» Aim: Pictures stay out of the copy; output exactly the lines from the one containing "Spot the battery" through the end of the material.

» Input for this task:

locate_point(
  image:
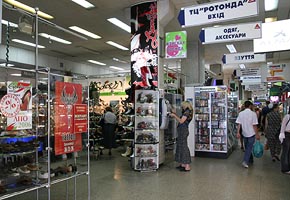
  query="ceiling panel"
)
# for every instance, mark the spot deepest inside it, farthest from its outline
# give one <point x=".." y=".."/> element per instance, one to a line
<point x="66" y="13"/>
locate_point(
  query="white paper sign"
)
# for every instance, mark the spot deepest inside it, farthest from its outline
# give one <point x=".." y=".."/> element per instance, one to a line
<point x="237" y="32"/>
<point x="218" y="12"/>
<point x="246" y="57"/>
<point x="275" y="37"/>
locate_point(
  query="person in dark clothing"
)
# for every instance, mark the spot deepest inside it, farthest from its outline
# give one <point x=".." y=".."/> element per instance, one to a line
<point x="272" y="131"/>
<point x="265" y="111"/>
<point x="182" y="155"/>
<point x="108" y="129"/>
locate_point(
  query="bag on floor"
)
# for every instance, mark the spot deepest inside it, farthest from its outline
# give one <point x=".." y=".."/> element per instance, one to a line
<point x="258" y="149"/>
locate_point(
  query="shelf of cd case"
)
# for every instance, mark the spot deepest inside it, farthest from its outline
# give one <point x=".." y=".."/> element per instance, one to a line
<point x="146" y="163"/>
<point x="146" y="137"/>
<point x="148" y="150"/>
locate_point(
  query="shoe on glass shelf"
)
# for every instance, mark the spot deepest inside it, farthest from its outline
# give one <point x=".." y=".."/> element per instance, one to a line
<point x="245" y="165"/>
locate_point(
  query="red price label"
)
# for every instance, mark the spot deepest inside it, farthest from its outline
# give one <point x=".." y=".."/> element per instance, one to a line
<point x="10" y="105"/>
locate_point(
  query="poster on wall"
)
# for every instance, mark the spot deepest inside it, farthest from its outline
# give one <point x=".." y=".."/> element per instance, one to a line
<point x="176" y="46"/>
<point x="67" y="96"/>
<point x="144" y="45"/>
<point x="80" y="118"/>
<point x="16" y="105"/>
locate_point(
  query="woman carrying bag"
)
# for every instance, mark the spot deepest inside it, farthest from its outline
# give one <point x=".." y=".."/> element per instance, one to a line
<point x="285" y="140"/>
<point x="272" y="131"/>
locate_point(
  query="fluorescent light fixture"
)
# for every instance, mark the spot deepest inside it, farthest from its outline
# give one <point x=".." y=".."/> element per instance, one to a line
<point x="85" y="32"/>
<point x="84" y="3"/>
<point x="96" y="62"/>
<point x="270" y="19"/>
<point x="117" y="68"/>
<point x="15" y="74"/>
<point x="51" y="37"/>
<point x="121" y="61"/>
<point x="4" y="65"/>
<point x="10" y="23"/>
<point x="231" y="48"/>
<point x="242" y="66"/>
<point x="117" y="45"/>
<point x="27" y="43"/>
<point x="271" y="5"/>
<point x="120" y="24"/>
<point x="27" y="8"/>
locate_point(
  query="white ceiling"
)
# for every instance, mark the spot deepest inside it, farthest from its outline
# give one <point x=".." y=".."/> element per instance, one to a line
<point x="66" y="13"/>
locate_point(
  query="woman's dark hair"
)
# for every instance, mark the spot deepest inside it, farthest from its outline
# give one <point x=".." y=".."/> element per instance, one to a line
<point x="248" y="104"/>
<point x="109" y="109"/>
<point x="275" y="106"/>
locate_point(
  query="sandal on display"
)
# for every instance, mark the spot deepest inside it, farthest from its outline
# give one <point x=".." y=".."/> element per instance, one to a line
<point x="184" y="170"/>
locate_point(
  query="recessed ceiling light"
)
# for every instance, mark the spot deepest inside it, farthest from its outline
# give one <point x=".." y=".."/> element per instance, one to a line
<point x="27" y="8"/>
<point x="270" y="19"/>
<point x="231" y="48"/>
<point x="117" y="68"/>
<point x="96" y="62"/>
<point x="51" y="37"/>
<point x="28" y="43"/>
<point x="15" y="74"/>
<point x="85" y="32"/>
<point x="4" y="65"/>
<point x="120" y="24"/>
<point x="271" y="5"/>
<point x="117" y="45"/>
<point x="84" y="3"/>
<point x="5" y="22"/>
<point x="121" y="61"/>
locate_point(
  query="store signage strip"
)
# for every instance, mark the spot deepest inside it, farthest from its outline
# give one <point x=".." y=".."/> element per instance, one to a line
<point x="217" y="12"/>
<point x="237" y="32"/>
<point x="246" y="57"/>
<point x="176" y="45"/>
<point x="249" y="72"/>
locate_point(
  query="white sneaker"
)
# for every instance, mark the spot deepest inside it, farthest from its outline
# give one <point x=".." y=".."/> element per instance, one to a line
<point x="245" y="165"/>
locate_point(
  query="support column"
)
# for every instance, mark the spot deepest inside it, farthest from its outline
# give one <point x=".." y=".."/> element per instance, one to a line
<point x="192" y="67"/>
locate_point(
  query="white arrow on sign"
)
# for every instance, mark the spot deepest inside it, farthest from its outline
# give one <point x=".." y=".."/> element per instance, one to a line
<point x="246" y="57"/>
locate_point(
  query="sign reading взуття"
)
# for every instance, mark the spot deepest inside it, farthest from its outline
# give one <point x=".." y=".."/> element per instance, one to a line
<point x="217" y="12"/>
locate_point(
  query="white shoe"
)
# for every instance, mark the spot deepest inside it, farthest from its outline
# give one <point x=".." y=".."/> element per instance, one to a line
<point x="128" y="152"/>
<point x="245" y="165"/>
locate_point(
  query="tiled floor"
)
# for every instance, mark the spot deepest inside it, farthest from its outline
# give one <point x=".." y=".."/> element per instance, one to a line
<point x="209" y="179"/>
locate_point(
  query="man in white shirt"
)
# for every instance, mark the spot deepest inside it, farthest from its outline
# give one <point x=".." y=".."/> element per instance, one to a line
<point x="247" y="119"/>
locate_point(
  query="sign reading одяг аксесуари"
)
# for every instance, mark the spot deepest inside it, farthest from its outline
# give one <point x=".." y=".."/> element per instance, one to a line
<point x="235" y="32"/>
<point x="217" y="12"/>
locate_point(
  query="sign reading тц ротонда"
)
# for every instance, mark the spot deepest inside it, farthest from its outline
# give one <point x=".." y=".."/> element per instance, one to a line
<point x="217" y="12"/>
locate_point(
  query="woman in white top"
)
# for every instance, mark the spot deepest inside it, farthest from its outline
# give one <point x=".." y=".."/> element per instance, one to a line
<point x="285" y="140"/>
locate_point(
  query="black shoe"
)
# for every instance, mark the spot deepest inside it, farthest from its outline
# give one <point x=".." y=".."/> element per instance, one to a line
<point x="277" y="158"/>
<point x="184" y="170"/>
<point x="179" y="167"/>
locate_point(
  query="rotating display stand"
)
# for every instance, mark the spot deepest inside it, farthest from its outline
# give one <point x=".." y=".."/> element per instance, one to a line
<point x="146" y="130"/>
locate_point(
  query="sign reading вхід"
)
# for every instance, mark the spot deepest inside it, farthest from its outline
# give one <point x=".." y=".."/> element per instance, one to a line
<point x="235" y="32"/>
<point x="176" y="44"/>
<point x="217" y="12"/>
<point x="246" y="57"/>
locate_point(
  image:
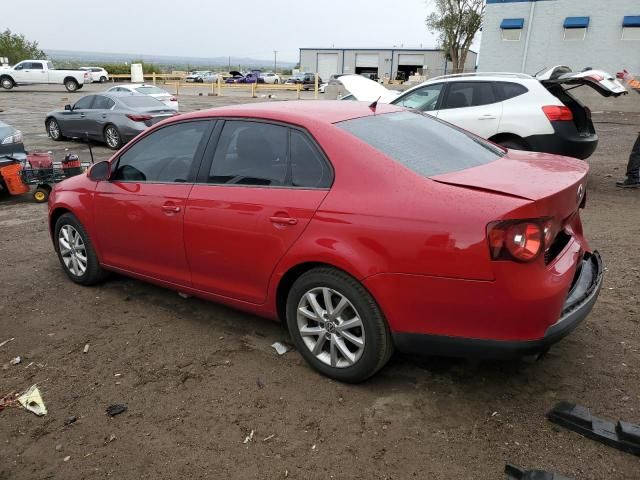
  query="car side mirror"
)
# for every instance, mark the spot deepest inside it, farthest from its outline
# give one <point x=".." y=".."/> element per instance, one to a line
<point x="100" y="172"/>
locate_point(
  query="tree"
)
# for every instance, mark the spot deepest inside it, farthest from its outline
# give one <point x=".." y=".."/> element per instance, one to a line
<point x="17" y="48"/>
<point x="457" y="22"/>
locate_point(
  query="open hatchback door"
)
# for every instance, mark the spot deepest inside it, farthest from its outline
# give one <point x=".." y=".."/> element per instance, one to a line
<point x="602" y="82"/>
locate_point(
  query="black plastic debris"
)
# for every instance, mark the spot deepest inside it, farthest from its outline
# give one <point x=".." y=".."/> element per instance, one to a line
<point x="517" y="473"/>
<point x="116" y="409"/>
<point x="622" y="435"/>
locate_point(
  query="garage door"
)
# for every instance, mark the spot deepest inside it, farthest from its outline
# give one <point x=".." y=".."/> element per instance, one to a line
<point x="327" y="65"/>
<point x="411" y="59"/>
<point x="367" y="60"/>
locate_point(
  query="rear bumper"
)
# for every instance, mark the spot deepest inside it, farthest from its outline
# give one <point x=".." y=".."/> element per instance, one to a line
<point x="580" y="300"/>
<point x="564" y="141"/>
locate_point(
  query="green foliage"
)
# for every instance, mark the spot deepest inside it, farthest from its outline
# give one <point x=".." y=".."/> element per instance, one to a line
<point x="17" y="48"/>
<point x="457" y="22"/>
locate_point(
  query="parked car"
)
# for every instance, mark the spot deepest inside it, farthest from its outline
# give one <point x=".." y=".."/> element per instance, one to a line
<point x="198" y="76"/>
<point x="97" y="74"/>
<point x="35" y="72"/>
<point x="271" y="78"/>
<point x="364" y="228"/>
<point x="307" y="80"/>
<point x="113" y="118"/>
<point x="251" y="77"/>
<point x="158" y="93"/>
<point x="517" y="111"/>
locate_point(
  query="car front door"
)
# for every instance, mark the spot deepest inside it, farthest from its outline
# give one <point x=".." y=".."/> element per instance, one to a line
<point x="426" y="99"/>
<point x="139" y="212"/>
<point x="97" y="117"/>
<point x="472" y="105"/>
<point x="75" y="121"/>
<point x="259" y="186"/>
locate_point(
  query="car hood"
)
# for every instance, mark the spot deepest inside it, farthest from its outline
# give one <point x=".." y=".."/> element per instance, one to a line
<point x="527" y="175"/>
<point x="366" y="90"/>
<point x="602" y="82"/>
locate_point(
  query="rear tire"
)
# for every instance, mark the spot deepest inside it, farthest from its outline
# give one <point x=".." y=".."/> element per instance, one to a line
<point x="71" y="85"/>
<point x="7" y="83"/>
<point x="76" y="253"/>
<point x="359" y="327"/>
<point x="112" y="137"/>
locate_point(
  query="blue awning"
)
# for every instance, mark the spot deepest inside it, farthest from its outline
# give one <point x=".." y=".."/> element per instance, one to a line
<point x="576" y="22"/>
<point x="631" y="21"/>
<point x="512" y="24"/>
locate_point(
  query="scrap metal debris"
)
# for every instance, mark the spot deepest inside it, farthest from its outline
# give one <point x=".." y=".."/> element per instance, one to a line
<point x="116" y="409"/>
<point x="281" y="348"/>
<point x="517" y="473"/>
<point x="621" y="435"/>
<point x="32" y="401"/>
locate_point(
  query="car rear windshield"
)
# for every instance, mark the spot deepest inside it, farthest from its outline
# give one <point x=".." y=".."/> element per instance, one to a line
<point x="422" y="143"/>
<point x="141" y="101"/>
<point x="150" y="90"/>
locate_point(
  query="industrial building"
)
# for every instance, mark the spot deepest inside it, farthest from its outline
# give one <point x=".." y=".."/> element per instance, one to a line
<point x="378" y="62"/>
<point x="529" y="35"/>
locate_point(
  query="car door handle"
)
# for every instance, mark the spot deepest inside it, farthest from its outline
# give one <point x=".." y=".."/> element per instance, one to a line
<point x="284" y="220"/>
<point x="170" y="208"/>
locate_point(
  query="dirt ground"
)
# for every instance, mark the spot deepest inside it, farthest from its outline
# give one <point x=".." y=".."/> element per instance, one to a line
<point x="199" y="378"/>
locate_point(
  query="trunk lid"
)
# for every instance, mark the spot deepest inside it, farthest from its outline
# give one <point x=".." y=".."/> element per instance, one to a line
<point x="602" y="82"/>
<point x="366" y="90"/>
<point x="556" y="184"/>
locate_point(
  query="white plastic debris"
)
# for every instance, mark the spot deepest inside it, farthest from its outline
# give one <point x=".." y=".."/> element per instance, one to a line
<point x="32" y="401"/>
<point x="249" y="437"/>
<point x="281" y="348"/>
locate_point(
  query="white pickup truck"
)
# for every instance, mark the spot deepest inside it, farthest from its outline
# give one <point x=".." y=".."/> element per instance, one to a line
<point x="30" y="72"/>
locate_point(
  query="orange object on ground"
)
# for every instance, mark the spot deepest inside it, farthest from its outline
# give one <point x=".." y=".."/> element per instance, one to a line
<point x="12" y="179"/>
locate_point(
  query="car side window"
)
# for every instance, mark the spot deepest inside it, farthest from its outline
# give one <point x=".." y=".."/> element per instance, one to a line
<point x="84" y="103"/>
<point x="164" y="156"/>
<point x="424" y="99"/>
<point x="469" y="94"/>
<point x="308" y="167"/>
<point x="102" y="103"/>
<point x="510" y="90"/>
<point x="250" y="153"/>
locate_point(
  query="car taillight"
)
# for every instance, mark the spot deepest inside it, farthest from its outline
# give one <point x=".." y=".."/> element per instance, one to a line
<point x="557" y="113"/>
<point x="139" y="118"/>
<point x="520" y="240"/>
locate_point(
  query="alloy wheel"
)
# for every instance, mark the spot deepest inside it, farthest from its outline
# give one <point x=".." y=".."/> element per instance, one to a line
<point x="331" y="327"/>
<point x="72" y="250"/>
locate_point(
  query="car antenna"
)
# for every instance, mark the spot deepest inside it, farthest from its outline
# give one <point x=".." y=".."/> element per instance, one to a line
<point x="90" y="149"/>
<point x="374" y="105"/>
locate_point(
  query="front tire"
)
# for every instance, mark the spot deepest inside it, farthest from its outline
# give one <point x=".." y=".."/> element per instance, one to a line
<point x="337" y="325"/>
<point x="7" y="83"/>
<point x="76" y="253"/>
<point x="112" y="137"/>
<point x="53" y="130"/>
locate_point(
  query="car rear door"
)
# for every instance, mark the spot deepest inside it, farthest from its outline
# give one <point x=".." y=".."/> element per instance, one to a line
<point x="139" y="212"/>
<point x="259" y="186"/>
<point x="472" y="105"/>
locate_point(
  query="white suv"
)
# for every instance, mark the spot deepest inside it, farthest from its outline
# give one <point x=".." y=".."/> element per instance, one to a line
<point x="514" y="110"/>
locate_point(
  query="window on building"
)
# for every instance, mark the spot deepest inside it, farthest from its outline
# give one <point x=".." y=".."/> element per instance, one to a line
<point x="631" y="27"/>
<point x="575" y="28"/>
<point x="512" y="29"/>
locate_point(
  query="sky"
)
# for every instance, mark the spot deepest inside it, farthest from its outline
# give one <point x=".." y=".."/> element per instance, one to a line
<point x="213" y="28"/>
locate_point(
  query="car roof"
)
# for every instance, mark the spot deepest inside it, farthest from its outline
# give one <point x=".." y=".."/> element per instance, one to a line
<point x="298" y="112"/>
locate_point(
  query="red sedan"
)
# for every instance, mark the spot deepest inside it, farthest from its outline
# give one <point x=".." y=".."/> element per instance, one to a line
<point x="366" y="229"/>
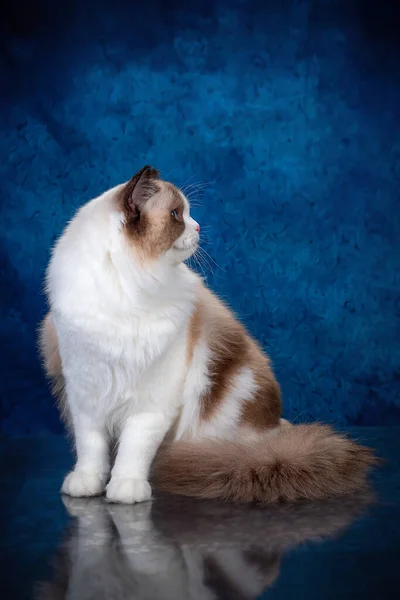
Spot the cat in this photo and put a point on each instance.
(169, 549)
(147, 361)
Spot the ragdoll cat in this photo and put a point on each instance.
(147, 361)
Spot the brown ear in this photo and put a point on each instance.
(138, 191)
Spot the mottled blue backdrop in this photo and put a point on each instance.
(288, 111)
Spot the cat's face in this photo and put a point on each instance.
(157, 218)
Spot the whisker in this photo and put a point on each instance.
(211, 258)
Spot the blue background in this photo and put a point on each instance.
(287, 110)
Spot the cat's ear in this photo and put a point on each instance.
(139, 190)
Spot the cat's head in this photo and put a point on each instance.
(157, 218)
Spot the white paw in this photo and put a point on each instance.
(128, 491)
(80, 484)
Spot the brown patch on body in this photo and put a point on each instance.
(265, 408)
(147, 203)
(233, 349)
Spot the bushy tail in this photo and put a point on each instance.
(300, 462)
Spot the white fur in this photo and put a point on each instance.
(122, 339)
(225, 422)
(122, 330)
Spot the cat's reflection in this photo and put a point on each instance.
(178, 549)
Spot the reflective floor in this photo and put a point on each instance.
(174, 548)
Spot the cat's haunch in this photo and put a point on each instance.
(146, 359)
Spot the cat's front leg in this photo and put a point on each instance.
(139, 441)
(92, 467)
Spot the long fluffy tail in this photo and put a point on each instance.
(301, 462)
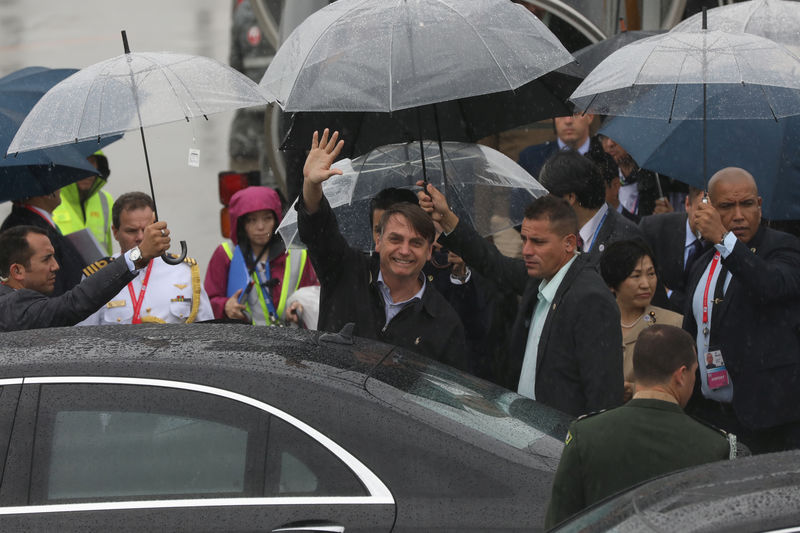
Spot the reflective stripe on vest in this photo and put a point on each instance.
(292, 275)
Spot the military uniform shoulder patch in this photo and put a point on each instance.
(95, 267)
(737, 449)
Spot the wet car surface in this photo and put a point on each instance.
(759, 493)
(227, 427)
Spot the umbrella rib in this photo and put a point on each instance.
(483, 41)
(302, 64)
(766, 99)
(162, 68)
(82, 114)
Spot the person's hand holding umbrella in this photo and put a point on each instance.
(155, 242)
(317, 167)
(709, 223)
(434, 203)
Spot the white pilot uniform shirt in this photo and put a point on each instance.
(168, 297)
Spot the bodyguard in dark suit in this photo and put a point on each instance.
(566, 343)
(28, 268)
(579, 181)
(645, 438)
(37, 211)
(673, 239)
(744, 311)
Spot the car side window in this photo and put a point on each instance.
(300, 466)
(99, 442)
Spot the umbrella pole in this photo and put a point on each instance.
(149, 175)
(422, 150)
(441, 150)
(166, 257)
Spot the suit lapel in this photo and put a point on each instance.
(569, 277)
(722, 308)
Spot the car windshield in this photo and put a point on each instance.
(467, 400)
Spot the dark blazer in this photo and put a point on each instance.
(666, 235)
(28, 309)
(757, 327)
(615, 228)
(350, 293)
(69, 259)
(579, 363)
(533, 157)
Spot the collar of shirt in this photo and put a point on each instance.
(690, 236)
(47, 216)
(588, 229)
(582, 149)
(548, 289)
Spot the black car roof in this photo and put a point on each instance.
(151, 350)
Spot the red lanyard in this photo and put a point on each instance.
(137, 304)
(714, 263)
(32, 210)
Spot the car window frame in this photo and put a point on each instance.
(377, 492)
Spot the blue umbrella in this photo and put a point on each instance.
(37, 172)
(768, 149)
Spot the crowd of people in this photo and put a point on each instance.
(619, 304)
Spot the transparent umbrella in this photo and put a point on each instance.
(379, 55)
(385, 56)
(778, 20)
(484, 187)
(699, 75)
(130, 92)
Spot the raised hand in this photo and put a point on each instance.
(317, 168)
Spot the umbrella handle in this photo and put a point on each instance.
(172, 260)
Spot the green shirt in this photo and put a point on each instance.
(616, 449)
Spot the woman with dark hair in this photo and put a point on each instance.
(628, 269)
(253, 279)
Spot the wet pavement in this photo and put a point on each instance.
(58, 34)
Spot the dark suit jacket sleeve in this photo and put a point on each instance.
(598, 343)
(27, 309)
(772, 278)
(327, 247)
(486, 259)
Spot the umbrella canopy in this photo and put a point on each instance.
(670, 76)
(778, 20)
(480, 185)
(378, 55)
(769, 150)
(132, 91)
(465, 120)
(38, 172)
(591, 56)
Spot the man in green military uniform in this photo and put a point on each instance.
(645, 438)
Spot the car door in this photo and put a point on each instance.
(129, 454)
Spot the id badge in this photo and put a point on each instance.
(716, 373)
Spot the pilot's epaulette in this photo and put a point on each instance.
(96, 266)
(587, 415)
(191, 261)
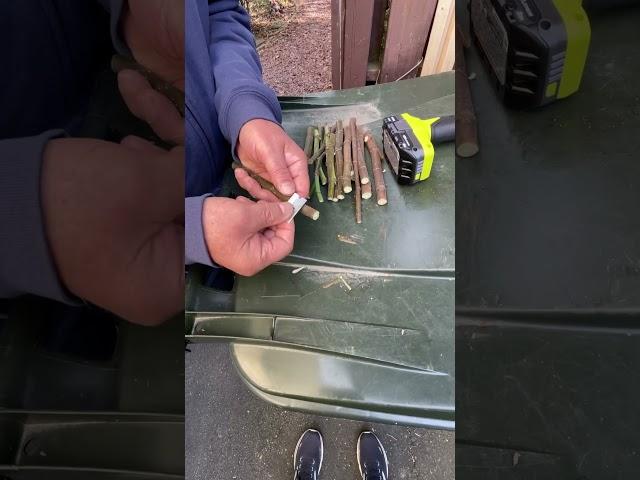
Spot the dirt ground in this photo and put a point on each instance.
(296, 57)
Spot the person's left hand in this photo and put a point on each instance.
(266, 149)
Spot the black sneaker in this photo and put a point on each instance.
(307, 459)
(372, 459)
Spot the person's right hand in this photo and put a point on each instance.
(245, 236)
(114, 218)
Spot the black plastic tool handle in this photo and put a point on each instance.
(444, 130)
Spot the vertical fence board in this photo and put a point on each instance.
(440, 48)
(377, 29)
(357, 39)
(337, 42)
(407, 33)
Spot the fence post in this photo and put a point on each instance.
(358, 16)
(407, 33)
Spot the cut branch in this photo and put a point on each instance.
(346, 166)
(363, 173)
(307, 211)
(174, 94)
(330, 142)
(308, 144)
(357, 197)
(376, 166)
(339, 159)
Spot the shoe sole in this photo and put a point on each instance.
(295, 452)
(384, 452)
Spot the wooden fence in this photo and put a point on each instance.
(377, 41)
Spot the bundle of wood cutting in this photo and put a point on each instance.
(337, 154)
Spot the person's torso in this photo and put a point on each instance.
(207, 151)
(51, 51)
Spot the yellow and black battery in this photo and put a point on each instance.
(409, 144)
(536, 50)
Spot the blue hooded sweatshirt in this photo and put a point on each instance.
(224, 90)
(52, 51)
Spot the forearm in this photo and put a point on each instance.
(195, 246)
(26, 263)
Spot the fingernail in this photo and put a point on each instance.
(287, 188)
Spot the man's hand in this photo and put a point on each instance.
(154, 31)
(266, 149)
(245, 236)
(114, 218)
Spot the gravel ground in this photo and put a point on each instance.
(297, 59)
(232, 434)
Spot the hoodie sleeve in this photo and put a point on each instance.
(26, 264)
(240, 93)
(195, 247)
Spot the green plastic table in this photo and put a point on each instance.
(358, 321)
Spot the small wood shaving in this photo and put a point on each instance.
(345, 283)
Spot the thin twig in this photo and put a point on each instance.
(307, 211)
(376, 166)
(339, 159)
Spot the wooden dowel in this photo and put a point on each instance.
(362, 166)
(357, 195)
(330, 142)
(376, 166)
(339, 159)
(354, 151)
(363, 173)
(308, 144)
(307, 210)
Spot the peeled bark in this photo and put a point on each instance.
(346, 165)
(307, 211)
(339, 160)
(308, 144)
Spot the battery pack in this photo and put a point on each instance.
(536, 50)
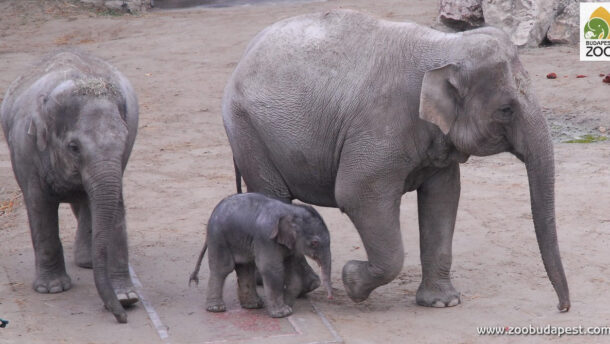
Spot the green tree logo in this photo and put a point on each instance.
(597, 27)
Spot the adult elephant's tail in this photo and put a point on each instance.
(237, 177)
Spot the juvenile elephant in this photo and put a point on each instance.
(251, 231)
(340, 109)
(70, 124)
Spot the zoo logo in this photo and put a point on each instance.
(597, 26)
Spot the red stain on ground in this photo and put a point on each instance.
(250, 321)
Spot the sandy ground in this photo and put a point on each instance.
(179, 62)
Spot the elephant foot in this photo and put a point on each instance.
(280, 312)
(252, 304)
(83, 261)
(355, 279)
(215, 306)
(438, 295)
(311, 282)
(52, 283)
(125, 291)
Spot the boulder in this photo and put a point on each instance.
(526, 21)
(565, 28)
(123, 5)
(461, 14)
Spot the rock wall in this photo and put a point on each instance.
(125, 5)
(528, 22)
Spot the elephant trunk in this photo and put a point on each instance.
(537, 153)
(324, 261)
(103, 186)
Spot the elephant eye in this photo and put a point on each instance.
(73, 147)
(504, 114)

» Solution to the problem:
Spot the battery pack in this photo and put a point on each instance.
(536, 50)
Spot the green tree logo in this photo and put a point on each instance.
(597, 27)
Spot the adult elephant's tail in this photo and put a point on each instance.
(237, 177)
Spot the juvenile elephant in this photo and put a point on each instance.
(251, 231)
(340, 109)
(70, 124)
Spot the zoo logo in this photo and put a point on each instance.
(597, 26)
Spot the red stain on ground in this photo and put a point on each instance.
(250, 321)
Spot the sandy ground in this photo and put a point on each instance.
(179, 62)
Spot the elephant foot in this photo and put a point on each instance.
(280, 312)
(252, 304)
(83, 261)
(355, 279)
(215, 306)
(438, 295)
(311, 282)
(52, 283)
(125, 291)
Spot the boulder in this photo and put a point on each instance.
(526, 21)
(565, 28)
(123, 5)
(461, 14)
Spot the rock wall in this photo and put a point on each instance.
(125, 5)
(528, 22)
Spot the elephant trunk in this photo and put a point on each instance.
(537, 153)
(324, 261)
(103, 186)
Spot the elephant eye in this photo and put a point on each instance.
(73, 147)
(504, 114)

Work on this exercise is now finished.